By Phil Stewart
WASHINGTON, June 13 Pakistan's closure of supply
routes to the Afghan war is costing American taxpayers $100
million a month, Defense Secretary Leon Panetta said on
Wednesday, as he recommended possibly setting conditions on
future U.S. aid to Islamabad.
Panetta's decision to disclose what had been a closely
guarded figure at the Pentagon appeared to be another sign of
frustration with Pakistan and will do little to generate
sympathy for that country in Congress, which is wrestling with
ways to scale back the U.S. budget deficit.
Asked during a Senate budget hearing whether he would
recommend halting aid to Pakistan, Panetta said: "I'd be very
careful about just shutting it down."
"What I would do is look at conditions for what we expect
them to do," Panetta said, without elaborating. He agreed to
help write a letter to Congress with his recommendations for how
to proceed with aid for the Pakistani military and government.
The comments came less than a week after Panetta, using
unusually harsh language, said during a trip to Kabul that the
United States was reaching the limits of its patience with
Pakistan because of the safe havens it offered to insurgents
fighting in neighboring Afghanistan.
The American war effort there has become far more costly,
Panetta said on Wednesday, because of Pakistan's decision last
November to ban trucks from carrying supplies to NATO forces in
landlocked, neighboring Afghanistan.
That forced NATO to use longer, more costly routes through
countries to the north of Afghanistan.
"It's very expensive because we're using the northern
transit route in order to be able to draw-down our forces and
also supply our forces," Panetta said.
"The amount is about ... $100 million a month because of the
closure of those (Pakistani routes)."

- _EXCERPTED RECORDS_:
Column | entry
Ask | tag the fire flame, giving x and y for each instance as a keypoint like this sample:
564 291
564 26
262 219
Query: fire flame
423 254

- _REQUEST_: Copy out, word for word, the full news report above on the cost of Pakistan's closure of supply routes to the Afghan war.

- _EXERCISE ANSWER_:
By Phil Stewart
WASHINGTON, June 13 Pakistan's closure of supply
routes to the Afghan war is costing American taxpayers $100
million a month, Defense Secretary Leon Panetta said on
Wednesday, as he recommended possibly setting conditions on
future U.S. aid to Islamabad.
Panetta's decision to disclose what had been a closely
guarded figure at the Pentagon appeared to be another sign of
frustration with Pakistan and will do little to generate
sympathy for that country in Congress, which is wrestling with
ways to scale back the U.S. budget deficit.
Asked during a Senate budget hearing whether he would
recommend halting aid to Pakistan, Panetta said: "I'd be very
careful about just shutting it down."
"What I would do is look at conditions for what we expect
them to do," Panetta said, without elaborating. He agreed to
help write a letter to Congress with his recommendations for how
to proceed with aid for the Pakistani military and government.
The comments came less than a week after Panetta, using
unusually harsh language, said during a trip to Kabul that the
United States was reaching the limits of its patience with
Pakistan because of the safe havens it offered to insurgents
fighting in neighboring Afghanistan.
The American war effort there has become far more costly,
Panetta said on Wednesday, because of Pakistan's decision last
November to ban trucks from carrying supplies to NATO forces in
landlocked, neighboring Afghanistan.
That forced NATO to use longer, more costly routes through
countries to the north of Afghanistan.
"It's very expensive because we're using the northern
transit route in order to be able to draw-down our forces and
also supply our forces," Panetta said.
"The amount is about ... $100 million a month because of the
closure of those (Pakistani routes)."